[Excerpt from a dataset]
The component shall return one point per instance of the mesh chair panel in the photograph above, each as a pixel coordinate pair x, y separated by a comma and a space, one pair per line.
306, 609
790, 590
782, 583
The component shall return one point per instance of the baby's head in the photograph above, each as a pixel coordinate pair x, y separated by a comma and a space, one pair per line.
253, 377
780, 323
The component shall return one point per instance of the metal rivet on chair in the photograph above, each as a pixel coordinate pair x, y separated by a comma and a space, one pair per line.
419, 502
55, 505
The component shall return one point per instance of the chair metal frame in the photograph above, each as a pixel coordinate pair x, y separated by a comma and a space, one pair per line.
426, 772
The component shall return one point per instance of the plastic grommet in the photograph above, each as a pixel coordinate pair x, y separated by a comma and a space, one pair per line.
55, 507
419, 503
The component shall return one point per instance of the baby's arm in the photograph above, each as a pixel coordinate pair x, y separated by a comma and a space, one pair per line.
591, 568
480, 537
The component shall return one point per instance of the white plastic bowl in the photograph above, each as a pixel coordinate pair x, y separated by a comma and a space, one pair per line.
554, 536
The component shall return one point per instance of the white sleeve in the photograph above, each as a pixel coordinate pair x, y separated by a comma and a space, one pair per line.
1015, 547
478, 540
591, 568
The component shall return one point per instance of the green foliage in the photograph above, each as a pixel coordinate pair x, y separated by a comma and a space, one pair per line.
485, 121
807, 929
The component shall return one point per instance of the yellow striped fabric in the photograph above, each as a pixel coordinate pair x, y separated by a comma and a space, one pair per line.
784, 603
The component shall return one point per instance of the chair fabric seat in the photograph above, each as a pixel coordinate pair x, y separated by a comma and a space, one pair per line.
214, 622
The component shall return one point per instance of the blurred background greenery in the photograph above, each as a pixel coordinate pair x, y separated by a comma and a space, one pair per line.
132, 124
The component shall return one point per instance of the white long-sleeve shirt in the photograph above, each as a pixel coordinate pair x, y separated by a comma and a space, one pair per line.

### Set exercise
Please recast the listing above as a JSON list of strings, with one string for each line and any blank lines left out.

### Exercise output
[
  "The component shall return one point per instance of the mesh chair panel in the photograph above, each as a pixel coordinate pair x, y separated by a comma and a space, one pair per line.",
  "306, 609",
  "790, 590",
  "782, 583",
  "The component shall return one point per instance of the baby's head in the photograph above, each as a pixel coordinate pair x, y separated by a comma and a space, one pair per line.",
  "253, 377",
  "780, 323",
  "The component shall return one point per instance of the metal rivet on chair in the photograph above, each as a pixel coordinate pair x, y separated by a comma and a space, one pair per line.",
  "419, 502",
  "55, 505",
  "The component shall return one point per instance of the chair metal frame in the photograph above, each as a pixel coordinate pair x, y separated by a comma and a space, one pair per line.",
  "426, 772",
  "The component shall return one point per instance of the plastic grommet in the photograph above, each as a pixel coordinate pair x, y separated by a comma and a space, one pair per line.",
  "55, 507",
  "419, 503",
  "The component shall return one point per instance of the baby's arm in the photograph above, each as a pixel coordinate pair x, y separated by a comma and a space, one pair per line.",
  "591, 568",
  "480, 537",
  "The component shall return one point per instance of the white plastic bowl in the photograph above, each as a pixel coordinate pair x, y separated by a comma and a space, one pair per line.",
  "554, 536",
  "The component shall return one point per instance of the white sleeve in the photograph above, each as a pixel coordinate pair x, y separated by a comma and a space, one pair per line.",
  "1015, 547",
  "478, 540",
  "591, 568",
  "The component shall return one point per instance of the green foliage in the photograph above, each as a pixel coordinate pair x, y separated by a comma and a space, one pair per line.",
  "485, 121",
  "807, 929",
  "The component shall return one point per instance of the yellow striped fabric in the photograph above, each as a pixel coordinate pair x, y separated by a comma and a space, one pair per line.",
  "784, 603",
  "The component shall return one point per instance of the chair fabric seat in the photograph above, each as a pixel coordinate pair x, y separated by a comma and a space, one pair per line.",
  "214, 622",
  "The component shall return one point per instance of the blurred background greenery in the photograph above, each as a pixel coordinate pair x, y separated by a comma and a space, one pair per line.",
  "132, 124",
  "The component shall return one point per instance of the white long-sleeve shirt in the photograph above, each as a pixel coordinate pair x, y separated by a comma and a space, one pair per line."
]